[Task item]
In full and without alteration, print the entries that follow.

[Excerpted data]
=-=-=
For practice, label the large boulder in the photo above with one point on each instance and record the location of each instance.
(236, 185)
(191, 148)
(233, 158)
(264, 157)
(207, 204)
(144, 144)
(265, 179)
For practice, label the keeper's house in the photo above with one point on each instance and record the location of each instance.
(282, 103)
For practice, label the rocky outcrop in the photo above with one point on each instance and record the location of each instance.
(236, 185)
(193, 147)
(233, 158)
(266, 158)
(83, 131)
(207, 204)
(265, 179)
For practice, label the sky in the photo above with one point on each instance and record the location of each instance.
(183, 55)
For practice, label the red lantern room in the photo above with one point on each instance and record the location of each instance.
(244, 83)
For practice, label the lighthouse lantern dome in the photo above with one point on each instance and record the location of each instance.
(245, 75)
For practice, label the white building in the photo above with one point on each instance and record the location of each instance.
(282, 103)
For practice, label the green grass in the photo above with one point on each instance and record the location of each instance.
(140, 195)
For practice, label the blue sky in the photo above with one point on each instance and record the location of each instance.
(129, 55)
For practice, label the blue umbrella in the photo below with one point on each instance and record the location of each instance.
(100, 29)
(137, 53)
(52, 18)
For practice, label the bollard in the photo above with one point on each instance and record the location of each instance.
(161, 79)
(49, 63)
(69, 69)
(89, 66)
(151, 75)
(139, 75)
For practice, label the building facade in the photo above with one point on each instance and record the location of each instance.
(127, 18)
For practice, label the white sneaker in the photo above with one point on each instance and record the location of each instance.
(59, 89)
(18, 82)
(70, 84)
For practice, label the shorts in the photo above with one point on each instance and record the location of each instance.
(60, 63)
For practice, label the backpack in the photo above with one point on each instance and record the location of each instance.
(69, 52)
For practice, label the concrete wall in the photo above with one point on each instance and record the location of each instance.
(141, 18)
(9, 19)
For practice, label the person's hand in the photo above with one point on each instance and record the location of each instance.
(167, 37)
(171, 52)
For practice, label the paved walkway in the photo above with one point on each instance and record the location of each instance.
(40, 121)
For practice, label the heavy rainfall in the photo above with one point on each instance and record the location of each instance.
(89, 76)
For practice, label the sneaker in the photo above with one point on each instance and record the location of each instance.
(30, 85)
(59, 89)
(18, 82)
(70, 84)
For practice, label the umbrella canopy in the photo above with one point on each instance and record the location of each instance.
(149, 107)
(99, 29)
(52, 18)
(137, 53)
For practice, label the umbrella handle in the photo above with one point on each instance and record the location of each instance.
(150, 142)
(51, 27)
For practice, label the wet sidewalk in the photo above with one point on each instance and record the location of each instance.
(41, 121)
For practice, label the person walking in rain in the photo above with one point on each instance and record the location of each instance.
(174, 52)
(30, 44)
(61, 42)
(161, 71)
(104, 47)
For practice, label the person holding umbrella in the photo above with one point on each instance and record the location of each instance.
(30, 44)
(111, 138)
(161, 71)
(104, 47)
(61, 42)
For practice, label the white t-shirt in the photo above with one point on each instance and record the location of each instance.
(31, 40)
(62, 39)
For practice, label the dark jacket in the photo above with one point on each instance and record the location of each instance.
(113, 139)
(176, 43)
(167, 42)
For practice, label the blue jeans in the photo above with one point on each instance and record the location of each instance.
=-=-=
[Solved exercise]
For practice, label the large boulder in the photo above with one point on each instance and record the location of each instance.
(236, 185)
(191, 148)
(233, 158)
(264, 157)
(207, 204)
(144, 144)
(265, 179)
For practice, label the keeper's house in the photo above with one point on each instance and record the location of each instance.
(282, 103)
For practice, label the rocky outcrop in the photo above with one point on each instance and record the location of each instance.
(236, 185)
(193, 147)
(233, 158)
(266, 158)
(83, 131)
(207, 204)
(265, 179)
For practice, label the sky in the photo above with one point on each instance and record the location of each instance.
(183, 55)
For practice, label the red lantern room in the photo above with one point on each instance and record the location of each instance.
(244, 83)
For practice, label the lighthouse lantern dome in the photo above with one point on each instance and record the location of each instance.
(245, 75)
For practice, label the white building in the photo above with one point on each instance and record the location of each instance.
(282, 103)
For practice, label the green grass in the photo above with one point on each instance and record the location of each instance.
(140, 195)
For practice, label the blue sky in the photo above with one point on each instance and record the location of each instance.
(129, 55)
For practice, label the blue umbrella in the photo below with one point on each instance and record the location of each instance.
(100, 29)
(137, 53)
(52, 18)
For practice, label the bollard in the photo above with one point on each instance and record the location of each instance.
(161, 79)
(49, 63)
(69, 69)
(89, 66)
(151, 75)
(139, 75)
For practice, label the building facade in the photo above with one point on each instance and record the location of each instance.
(127, 18)
For practice, label the white sneaker in the photo above with one point on each instance and record the location of each instance.
(59, 89)
(18, 82)
(70, 84)
For practice, label the shorts in the photo above with one point on each instance and record the location of each instance.
(60, 63)
For practice, label the backpack in the photo above with one point on each instance and record the location of each instance.
(69, 52)
For practice, label the concrete wall in the photo above with one point on each instance and record the location of each instance.
(141, 18)
(9, 19)
For practice, label the person's hand in the photo above with one point on each instance and record the location of each instance.
(167, 37)
(171, 52)
For practice, label the paved walkway in the photo above with one point on each instance and record the location of each instance.
(40, 121)
For practice, label the heavy rainfall in the photo above with one point on each instance and record the location of each instance.
(89, 76)
For practice, label the sneaker in the photo above with one point on each instance and record the location of each instance.
(30, 85)
(59, 89)
(18, 82)
(70, 84)
For practice, label the umbrella canopy in the photo above with one point on each instance and record the location of each instance.
(149, 107)
(99, 29)
(52, 18)
(137, 53)
For practice, label the umbrella handle in the photo above with one point on each instance and record the location of each instance.
(150, 142)
(51, 27)
For practice, label the wet sidewalk in the photo above with one point on each instance and record the location of each instance.
(41, 121)
For practice, label the person walking in rain in the photo above with one point on each instance and record the location of each instance.
(174, 52)
(30, 44)
(61, 42)
(161, 71)
(104, 47)
For practice, label the person holding umbrella in the photo above with one point on each instance and record the location of each instance.
(30, 44)
(111, 138)
(161, 71)
(104, 47)
(61, 42)
For practice, label the white t-shirt in the photo above with one point on each instance and record the location of each instance.
(31, 40)
(62, 39)
For practice, label the dark jacket in the photo above with one point on each instance and record the location of each instance.
(113, 139)
(176, 43)
(167, 42)
For practice, label the blue jeans in the photo above with one point on each instance and record the location of each instance.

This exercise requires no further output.